Supplied material:
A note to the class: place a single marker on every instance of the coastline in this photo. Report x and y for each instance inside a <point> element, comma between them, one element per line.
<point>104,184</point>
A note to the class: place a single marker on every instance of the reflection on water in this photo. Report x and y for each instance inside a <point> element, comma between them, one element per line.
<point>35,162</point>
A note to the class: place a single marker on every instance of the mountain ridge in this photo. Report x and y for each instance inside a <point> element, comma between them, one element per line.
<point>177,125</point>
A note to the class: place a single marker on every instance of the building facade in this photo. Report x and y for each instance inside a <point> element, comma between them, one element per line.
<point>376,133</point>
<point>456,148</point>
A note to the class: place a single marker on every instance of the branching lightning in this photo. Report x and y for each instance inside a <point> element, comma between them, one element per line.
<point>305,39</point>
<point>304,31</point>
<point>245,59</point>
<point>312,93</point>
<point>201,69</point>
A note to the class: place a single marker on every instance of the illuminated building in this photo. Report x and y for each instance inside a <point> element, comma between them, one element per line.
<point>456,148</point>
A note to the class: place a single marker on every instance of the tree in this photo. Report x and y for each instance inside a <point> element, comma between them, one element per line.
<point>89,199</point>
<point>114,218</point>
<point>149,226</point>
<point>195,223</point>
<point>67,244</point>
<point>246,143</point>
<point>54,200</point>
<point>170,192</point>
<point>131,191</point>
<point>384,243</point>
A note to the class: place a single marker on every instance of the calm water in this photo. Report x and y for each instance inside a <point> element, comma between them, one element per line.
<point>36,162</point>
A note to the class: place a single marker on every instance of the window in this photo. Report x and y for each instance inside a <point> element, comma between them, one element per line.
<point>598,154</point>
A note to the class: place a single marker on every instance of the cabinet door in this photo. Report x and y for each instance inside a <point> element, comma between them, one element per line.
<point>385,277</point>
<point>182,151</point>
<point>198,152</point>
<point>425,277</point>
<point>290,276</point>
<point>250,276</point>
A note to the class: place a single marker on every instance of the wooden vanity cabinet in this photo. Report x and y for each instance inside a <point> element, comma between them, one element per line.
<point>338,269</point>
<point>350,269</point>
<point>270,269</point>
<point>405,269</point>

Requirement:
Switch "window" to "skylight" in the rows between the lines holding "of the window" and "<point>598,154</point>", inclusive. Give back only those lines, with nothing else changed.

In response:
A note to the class: place a single marker on every instance of the skylight in this photo. Report x and y for each instance inside a <point> element, comma between them, one element per line.
<point>598,154</point>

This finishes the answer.